_The request:_ The lines to extract begin at the line that contains "point per instance: green" and run through the last line of the listing; reproduce them exactly, minus any pictures.

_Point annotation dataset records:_
= = =

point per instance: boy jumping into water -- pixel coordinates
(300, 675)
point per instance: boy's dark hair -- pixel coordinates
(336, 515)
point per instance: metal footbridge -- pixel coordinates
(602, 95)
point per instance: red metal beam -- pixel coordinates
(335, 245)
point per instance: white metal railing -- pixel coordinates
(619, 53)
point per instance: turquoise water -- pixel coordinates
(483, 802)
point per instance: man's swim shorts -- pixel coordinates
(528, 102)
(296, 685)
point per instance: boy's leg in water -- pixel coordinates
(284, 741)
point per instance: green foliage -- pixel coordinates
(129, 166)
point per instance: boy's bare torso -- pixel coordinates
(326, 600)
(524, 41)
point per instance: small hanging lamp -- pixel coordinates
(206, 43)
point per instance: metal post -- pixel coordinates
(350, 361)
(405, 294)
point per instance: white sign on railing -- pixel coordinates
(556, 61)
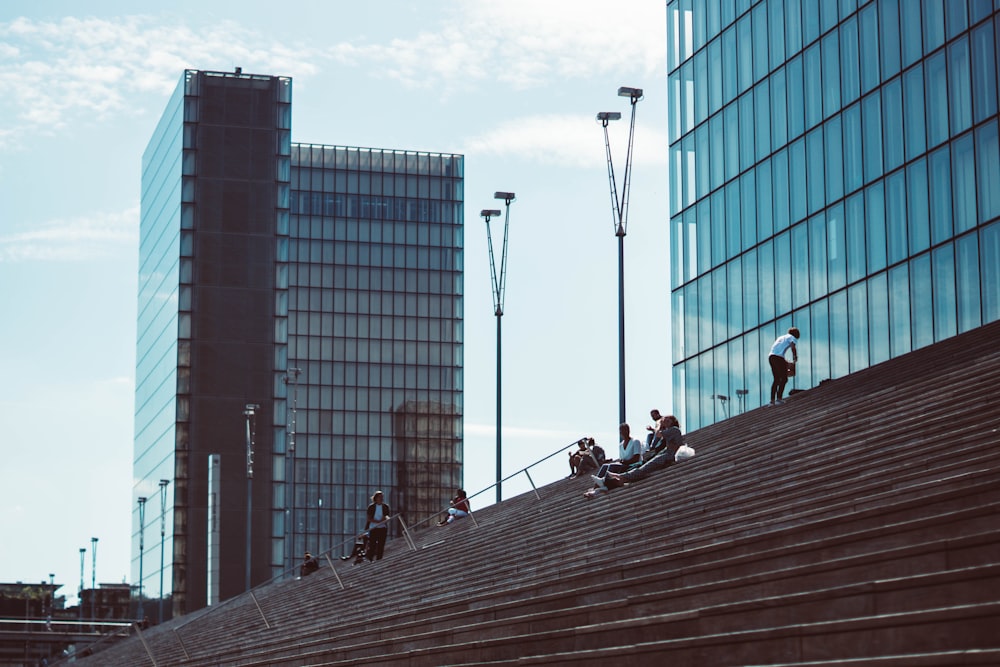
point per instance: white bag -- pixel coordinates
(683, 453)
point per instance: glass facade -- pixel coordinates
(321, 285)
(375, 328)
(834, 166)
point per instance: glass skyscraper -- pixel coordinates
(299, 340)
(834, 166)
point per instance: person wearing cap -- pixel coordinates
(309, 565)
(377, 525)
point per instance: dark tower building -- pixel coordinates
(293, 299)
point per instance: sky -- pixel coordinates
(514, 85)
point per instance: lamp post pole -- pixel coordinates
(249, 412)
(163, 533)
(499, 287)
(83, 552)
(142, 544)
(619, 208)
(93, 578)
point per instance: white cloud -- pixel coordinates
(575, 140)
(75, 239)
(525, 43)
(55, 70)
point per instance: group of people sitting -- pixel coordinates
(635, 460)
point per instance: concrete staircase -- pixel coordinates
(857, 524)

= = =

_Exercise result:_
point per instance: green foliage -- pixel coordinates
(129, 166)
point per instance: boy's bare torso -- pixel coordinates
(326, 600)
(524, 41)
point per instance: small hanging lamp -- pixel coordinates
(206, 43)
point per instance: metal post -- pixel coordinates
(350, 361)
(405, 294)
point per instance: white sign on railing -- pixel coordinates
(556, 61)
point per instance: white bag -- pixel coordinates
(683, 453)
point per instance: glass facade -- pixel coordinates
(321, 285)
(375, 328)
(834, 166)
point per instance: glass skyscraper -- pixel coordinates
(299, 340)
(834, 166)
point per instance: person wearing cap -- pixel coordinates
(309, 565)
(377, 525)
point per instance: dark tower building -- pixel coordinates
(293, 299)
point per instance: sky -- pixel coordinates
(514, 85)
point per instance: lamp post pole -- pixel coordinates
(249, 412)
(163, 533)
(499, 287)
(83, 552)
(142, 544)
(619, 208)
(93, 578)
point per instance: white cloud -- pixel coordinates
(575, 140)
(75, 239)
(525, 43)
(55, 70)
point per instance: group of people sitting -- pixel coordinates
(635, 460)
point per instance: concrete staircase -- pixel coordinates
(857, 524)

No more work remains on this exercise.